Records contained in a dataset
──────────
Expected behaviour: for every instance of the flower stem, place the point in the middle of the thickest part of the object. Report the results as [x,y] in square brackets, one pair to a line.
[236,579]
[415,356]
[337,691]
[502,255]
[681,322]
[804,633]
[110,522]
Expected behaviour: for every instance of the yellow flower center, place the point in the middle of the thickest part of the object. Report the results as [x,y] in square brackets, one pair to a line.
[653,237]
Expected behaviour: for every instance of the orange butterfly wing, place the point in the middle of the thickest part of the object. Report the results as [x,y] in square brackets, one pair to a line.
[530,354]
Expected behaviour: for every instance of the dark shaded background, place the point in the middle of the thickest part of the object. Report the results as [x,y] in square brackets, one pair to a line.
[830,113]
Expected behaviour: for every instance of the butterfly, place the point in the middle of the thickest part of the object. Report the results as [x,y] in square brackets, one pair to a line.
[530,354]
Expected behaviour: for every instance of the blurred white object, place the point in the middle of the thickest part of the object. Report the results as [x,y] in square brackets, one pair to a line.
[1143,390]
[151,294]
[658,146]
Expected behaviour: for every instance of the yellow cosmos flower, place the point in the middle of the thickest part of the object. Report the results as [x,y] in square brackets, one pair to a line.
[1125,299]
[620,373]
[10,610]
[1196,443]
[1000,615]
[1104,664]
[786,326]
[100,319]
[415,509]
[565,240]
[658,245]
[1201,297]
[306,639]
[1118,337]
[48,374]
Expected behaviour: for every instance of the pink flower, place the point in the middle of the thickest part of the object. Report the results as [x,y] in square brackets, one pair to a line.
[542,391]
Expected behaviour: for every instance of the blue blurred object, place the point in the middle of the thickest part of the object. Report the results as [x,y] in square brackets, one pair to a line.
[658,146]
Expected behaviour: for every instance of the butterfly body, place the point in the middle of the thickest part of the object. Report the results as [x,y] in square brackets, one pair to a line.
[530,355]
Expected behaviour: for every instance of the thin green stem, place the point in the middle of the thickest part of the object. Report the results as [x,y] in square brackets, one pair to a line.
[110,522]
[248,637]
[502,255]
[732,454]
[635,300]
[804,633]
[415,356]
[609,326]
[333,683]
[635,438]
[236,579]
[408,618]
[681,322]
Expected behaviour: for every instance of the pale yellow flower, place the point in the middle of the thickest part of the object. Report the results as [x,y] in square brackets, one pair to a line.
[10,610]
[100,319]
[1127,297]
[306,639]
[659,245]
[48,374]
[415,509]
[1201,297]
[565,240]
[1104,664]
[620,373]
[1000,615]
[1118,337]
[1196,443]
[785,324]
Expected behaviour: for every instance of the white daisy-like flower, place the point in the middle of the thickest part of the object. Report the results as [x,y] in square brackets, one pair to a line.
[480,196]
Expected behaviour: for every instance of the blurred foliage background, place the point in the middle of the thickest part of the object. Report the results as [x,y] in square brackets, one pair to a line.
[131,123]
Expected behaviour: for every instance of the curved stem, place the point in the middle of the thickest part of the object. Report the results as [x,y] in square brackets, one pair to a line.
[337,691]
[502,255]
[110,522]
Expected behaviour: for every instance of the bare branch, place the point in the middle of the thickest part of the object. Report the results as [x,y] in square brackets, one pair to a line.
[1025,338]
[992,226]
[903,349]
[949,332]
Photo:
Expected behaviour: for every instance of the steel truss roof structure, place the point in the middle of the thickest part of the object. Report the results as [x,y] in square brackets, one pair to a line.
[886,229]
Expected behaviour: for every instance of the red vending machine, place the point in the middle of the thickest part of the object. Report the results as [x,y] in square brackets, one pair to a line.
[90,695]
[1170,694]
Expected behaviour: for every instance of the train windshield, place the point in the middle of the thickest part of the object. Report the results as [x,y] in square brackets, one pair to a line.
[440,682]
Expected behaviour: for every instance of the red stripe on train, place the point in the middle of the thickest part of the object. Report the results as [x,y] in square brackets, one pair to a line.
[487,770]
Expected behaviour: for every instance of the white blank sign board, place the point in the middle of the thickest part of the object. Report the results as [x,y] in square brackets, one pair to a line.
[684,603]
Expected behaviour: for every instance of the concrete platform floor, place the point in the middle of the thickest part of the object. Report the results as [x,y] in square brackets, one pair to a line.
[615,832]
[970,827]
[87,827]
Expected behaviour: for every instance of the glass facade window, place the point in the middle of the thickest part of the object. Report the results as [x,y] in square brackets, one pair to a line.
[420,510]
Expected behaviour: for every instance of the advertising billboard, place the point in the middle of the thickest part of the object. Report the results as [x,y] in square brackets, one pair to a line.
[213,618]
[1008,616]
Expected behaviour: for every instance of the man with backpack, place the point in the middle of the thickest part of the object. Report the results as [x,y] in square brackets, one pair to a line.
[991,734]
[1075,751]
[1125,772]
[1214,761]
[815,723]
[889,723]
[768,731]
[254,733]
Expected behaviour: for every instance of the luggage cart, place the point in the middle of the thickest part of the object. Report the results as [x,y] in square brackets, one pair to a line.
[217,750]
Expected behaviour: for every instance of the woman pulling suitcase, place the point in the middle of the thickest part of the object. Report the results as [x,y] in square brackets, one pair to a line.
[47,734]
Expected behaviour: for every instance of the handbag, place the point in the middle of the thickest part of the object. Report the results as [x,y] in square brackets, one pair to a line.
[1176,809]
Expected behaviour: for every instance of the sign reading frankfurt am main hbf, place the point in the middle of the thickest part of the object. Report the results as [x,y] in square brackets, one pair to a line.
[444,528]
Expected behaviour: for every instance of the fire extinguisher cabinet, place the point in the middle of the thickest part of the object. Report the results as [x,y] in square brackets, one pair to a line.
──────────
■ Given exercise
Reproduce all of the records exactly.

■ Complete response
Expected behaviour: for every instance of the flower stem, place the point in the middle of the thickest part of the object. Report the results as [x,y] in square brackets, one pair to a line.
[236,579]
[415,356]
[337,691]
[502,255]
[681,322]
[804,633]
[110,522]
Expected behaviour: for every instance of the yellow flower center, place the point in the middle of the thickest part of the object. Report the results as [x,y] in square brackets, one pair to a line.
[653,237]
Expected behaviour: for every instance of the orange butterfly wing, place the point in the middle of the thickest part of the object. Report the results as [x,y] in square brackets, one pair to a line.
[530,354]
Expected behaviour: for every instance of the dark shaded background, place the point in the middle of the thickest part of the object. Report the results as [x,y] in square brackets, one pair to a line.
[830,113]
Expected behaviour: for every instance of the butterfly, place the point in the middle of the thickest part of the object. Report the results as [x,y] in square brackets, one pair to a line.
[530,354]
Expected behaviour: for every instance of the blurred white object, place the point in the middle of the thickest part of the object. Report the results as [x,y] in square brackets, one pair to a line.
[1143,390]
[151,294]
[658,146]
Expected behaviour: for every instance of the yellow cosmos flower, place the point in the middle of the thickest part of the object. Report the results as [x,y] in square brackets, one pair to a line.
[1125,299]
[620,373]
[10,610]
[1196,443]
[1000,615]
[1104,664]
[786,326]
[100,319]
[415,509]
[565,240]
[658,245]
[1201,297]
[306,639]
[1118,337]
[48,374]
Expected behaviour: for every instance of the pink flower, place the point in the middle of the thickest part of the object. Report the results as [x,y] in square brackets, one pair to a line.
[542,391]
Expected behaviour: for every instance of the blue blurred object, place the point in the middle of the thickest part of the object. Report the results as [x,y] in square brackets, one pair to a line.
[658,146]
Expected behaviour: for every instance of the butterfly body, place the point in the middle of the thickest part of the object. Report the results as [x,y] in square brackets, one pair to a line.
[530,355]
Expected behaviour: for every instance of the thin green stem, place the point in the middle of the thickest part of the object. Report the results as [x,y] in square brackets, one pair to a line.
[110,522]
[248,637]
[502,255]
[732,454]
[635,300]
[804,633]
[415,356]
[609,326]
[333,683]
[635,438]
[236,579]
[408,618]
[681,322]
Expected behaviour: for every instance of the pale yellow flower, place the point in the middle of the thickest part of the object. Report the results as [x,y] in square brackets, one pair to a line.
[10,610]
[100,319]
[1127,297]
[306,639]
[659,245]
[48,374]
[415,509]
[1201,297]
[565,240]
[1104,664]
[620,373]
[1000,615]
[1118,337]
[1196,443]
[785,324]
Expected behaviour: for every instance of the white daisy-like flower, place the point in the middle of the thickest part of the object. Report the results as [x,y] in square brackets, one pair to a line.
[480,196]
Expected behaviour: for every instance of the blurred foliage background, place the point in the middle of the thickest part of the object. Report the results as [x,y] in square brackets, one pair to a line.
[131,123]
Expected behaviour: for every instance of the curved stem, place the point in the middle of the thickest part of the object. Report the results as [x,y] in square brackets, one pair to a line.
[337,691]
[502,255]
[110,522]
Expected behaviour: for every instance of the bare branch, place the point in the middle of the thickest part of the object. Report the results as [x,y] in square brackets, one pair to a line.
[1025,338]
[992,226]
[903,349]
[949,332]
Photo:
Expected behaviour: for every instance of the steel truss roof structure, place the point in the middle of the thickest part of the object. Report the results as [x,y] in square brackets, one pair to a line.
[886,229]
Expected behaviour: for every instance of the red vending machine, place the point in the middle of the thickest part of the object. Report the results as [x,y] in square brackets, one pair to a line.
[90,695]
[1170,694]
Expected behaviour: for every instance of the train windshield, place the point in the middle of the thickest part of the object. Report the results as [x,y] in square brackets, one pair to a line.
[440,682]
Expected behaviour: for every instance of the red stripe on train, place the point in the middle of the thickest part of the object. Report the results as [x,y] in square brackets, one pair to a line.
[487,770]
Expected behaviour: for every instance of the white blank sign board, place the point in the middle of the thickest part of the object. Report the results as [x,y] in square brackets, one pair to a line.
[684,603]
Expected behaviour: for every instance of the concrete platform floor, place the point in the middle of the thickest part of the object. Report the results as [x,y] in square brackets, one pair to a line.
[615,832]
[970,827]
[87,827]
Expected behaviour: for every instance of the glass facade window, place the point in the middle of the thickest part of the object. Report the results as [x,y] in square brackets, one pair to a line.
[420,510]
Expected behaviour: for every instance of the advertising billboard, place the point in the middle of the thickest part of the object. Report the results as [x,y] in square brackets, one pair to a line.
[213,618]
[1008,616]
Expected behaviour: for every instance of the man with backpack, place the point in the middle of the thickest part of the object. Report the results as [x,y] in square brackets, one pair to a line.
[991,734]
[1075,751]
[1125,772]
[1214,761]
[815,723]
[889,723]
[768,731]
[254,733]
Expected behaviour: for every instance of the luggage cart, place the point in the middle of the thickest part of the object. Report the results as [x,y] in square brackets, one pair to a line.
[217,750]
Expected behaviour: for every instance of the woman pulling suitcase, place the point in the middle of the thickest part of the object. Report the results as [x,y] in square brackets, one pair to a line.
[47,734]
Expected behaviour: for every instance of the handbag, place the point in the middle of the thickest part of the object. Report the results as [x,y] in square brackets, one pair to a line.
[1176,809]
Expected behaviour: for every instance of the sign reading frankfurt am main hbf, place the point in the middle of the thickest part of the object. Report the results as [x,y] in square brackets, one pair to a line.
[444,528]
Expected behaviour: for every instance of the fire extinguisher cabinet, place the point in the middle of the thickest part of the object. Report the results as [x,y] in square brackets, one pair to a line.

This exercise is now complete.